(Point-per-instance localization data)

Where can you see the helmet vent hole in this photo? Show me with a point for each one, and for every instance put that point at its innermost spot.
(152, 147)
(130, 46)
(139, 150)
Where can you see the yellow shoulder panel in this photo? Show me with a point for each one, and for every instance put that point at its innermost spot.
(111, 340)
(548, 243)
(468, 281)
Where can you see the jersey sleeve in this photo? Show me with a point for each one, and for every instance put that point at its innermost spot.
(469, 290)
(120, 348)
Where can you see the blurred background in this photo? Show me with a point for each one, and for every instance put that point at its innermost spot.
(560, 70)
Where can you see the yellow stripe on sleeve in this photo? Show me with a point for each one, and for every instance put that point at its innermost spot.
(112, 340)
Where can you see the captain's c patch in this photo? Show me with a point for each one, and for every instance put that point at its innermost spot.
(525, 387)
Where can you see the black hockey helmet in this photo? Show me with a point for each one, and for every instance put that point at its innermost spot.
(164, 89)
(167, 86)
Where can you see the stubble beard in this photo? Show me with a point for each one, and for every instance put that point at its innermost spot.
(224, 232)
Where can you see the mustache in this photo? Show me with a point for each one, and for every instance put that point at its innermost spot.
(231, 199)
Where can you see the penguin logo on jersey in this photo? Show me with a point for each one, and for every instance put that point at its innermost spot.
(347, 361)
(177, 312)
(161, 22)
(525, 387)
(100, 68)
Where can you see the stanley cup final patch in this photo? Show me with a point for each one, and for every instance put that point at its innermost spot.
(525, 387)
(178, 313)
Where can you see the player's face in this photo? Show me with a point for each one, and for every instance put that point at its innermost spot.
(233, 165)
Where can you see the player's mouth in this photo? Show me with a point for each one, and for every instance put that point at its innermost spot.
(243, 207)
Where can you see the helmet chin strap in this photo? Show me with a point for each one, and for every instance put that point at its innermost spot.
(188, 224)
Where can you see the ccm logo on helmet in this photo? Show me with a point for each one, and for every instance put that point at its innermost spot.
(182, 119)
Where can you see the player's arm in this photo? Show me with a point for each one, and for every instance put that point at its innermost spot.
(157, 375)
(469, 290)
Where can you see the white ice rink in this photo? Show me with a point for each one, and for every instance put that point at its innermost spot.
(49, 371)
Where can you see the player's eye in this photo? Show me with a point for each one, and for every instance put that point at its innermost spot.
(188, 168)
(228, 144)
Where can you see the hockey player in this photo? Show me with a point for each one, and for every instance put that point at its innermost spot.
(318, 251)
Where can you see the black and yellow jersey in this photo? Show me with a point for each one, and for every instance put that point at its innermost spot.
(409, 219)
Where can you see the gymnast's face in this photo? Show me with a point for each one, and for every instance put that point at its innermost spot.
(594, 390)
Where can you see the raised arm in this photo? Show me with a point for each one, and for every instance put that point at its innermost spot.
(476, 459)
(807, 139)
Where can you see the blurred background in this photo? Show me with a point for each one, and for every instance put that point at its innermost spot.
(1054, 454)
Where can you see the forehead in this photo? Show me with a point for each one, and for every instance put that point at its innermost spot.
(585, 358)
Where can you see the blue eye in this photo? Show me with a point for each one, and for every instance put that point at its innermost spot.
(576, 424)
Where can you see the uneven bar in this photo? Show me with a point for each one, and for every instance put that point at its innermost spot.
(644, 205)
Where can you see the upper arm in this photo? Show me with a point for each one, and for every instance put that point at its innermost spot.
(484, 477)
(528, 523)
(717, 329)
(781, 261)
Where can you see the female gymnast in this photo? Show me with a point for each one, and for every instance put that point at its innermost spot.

» **What is required**
Restate the data above word for word, omitting nothing.

» **Answer to the exercise**
Where can you see the helmet vent hole in this photo? Show me with a point for each one, and for every instance put that point at its innermost spot.
(152, 147)
(130, 46)
(139, 150)
Where can you see the yellow shoulder panel in this photo? Show me with a point for each one, and for every instance put that point at its innermost spot.
(111, 340)
(548, 243)
(468, 281)
Where can you see the jersey sleeve in this photo? Show me with a point for each one, and for every instance put that point at its innermost spot.
(469, 290)
(120, 348)
Where can you see the blurred background in this photo? Show me with a point for each one, and for every instance put that point at its innermost spot.
(560, 70)
Where can you see the yellow stripe on sleeve in this photo? Show me with a point for each one, and for every instance put that point at its innermost spot.
(112, 340)
Where can you see the captain's c patch in this photo? Show me with a point for each one, and for every instance put that point at its innermost spot.
(525, 387)
Where can you see the black hockey helmet in this photo? Show me with a point for each one, and for every instance put that point at its innermost spot.
(164, 89)
(167, 86)
Where can you see the stubble beard in this photo? Show me with a point for each one, and for every instance put that point at its innermost spot.
(224, 232)
Where can you see the mustache in this photo? Show me with a point for each one, and for every instance put that point at its innermost spot.
(231, 199)
Where can you see the penguin logo on jersey in this photo? Show me with a point for each one, and for every instance put that point at its innermost spot.
(347, 361)
(177, 312)
(161, 22)
(525, 387)
(100, 68)
Where can you see the stanley cup final patch in this photo? Show me with a point for each one, and for every instance put that point at its innermost spot.
(525, 387)
(178, 313)
Where can you see the player's face in this photo? Show me with a point for each one, and for every instance put that point at its innermost spot.
(233, 165)
Where can you see the player's mouth in this photo? Show me with a point for each one, and for every instance put that point at its innermost spot.
(243, 207)
Where can you see the helmet chin strap in this photo? Show me with a point for each one, and for every instance put that point at its innermost spot.
(188, 224)
Where can you see the ccm logo on helmet in this photo? Show me with a point for each one, and for every instance put that point at its innermost spot.
(182, 119)
Where can you see the player's arm in this photo? Show me with a point for each one, and for every instance put that point at its innermost spot.
(157, 375)
(469, 290)
Where can you see the white ice rink in this photo? Show me with a point for each one, and for every instance put that point at its innermost spot.
(49, 371)
Where can you see the player's eye in this photo? Show me with a point for each one, and for every instance put that point at its innermost spot.
(188, 168)
(228, 144)
Where can you see the hockey player in this photo? Show me with a point for each one, and for every instance put that point at its innermost spot.
(318, 251)
Where can you see the black and yellow jersey in this photo? Show me with a point for each one, and for every instance put that point at its innermost spot.
(409, 219)
Where can you see the gymnast's face in this photo? Show me with a point for each one, and for every instance put that point at its innermost spot.
(594, 390)
Where can you see the raised arm in this photo? Show me with a point for each one, and for every instance put that point at its innermost spot.
(476, 459)
(807, 139)
Where can you see the blurred background in this photo? Show me with a point for each one, and for every instance put that point at its innermost spot.
(1054, 454)
Where can you see the forehead in this photo? Show me with a point for each one, and for every instance put that point at its innermost spot.
(585, 358)
Where can you see the blue eye in this photo? Show me with a point for each one, and for every instance put that point at its innermost spot.
(576, 424)
Where can you see the uneven bar in this photo? Show me with a point for each one, and for every instance put that point at its innermost spot.
(644, 205)
Where can you see the upper arm in this photo? Show me with a point for each one, and for every instance put that point at its innermost spot.
(484, 477)
(528, 523)
(717, 329)
(781, 261)
Where can you see the female gymnast in this photo? Show me with a point for each one, and for every instance put that point at its innermost spot.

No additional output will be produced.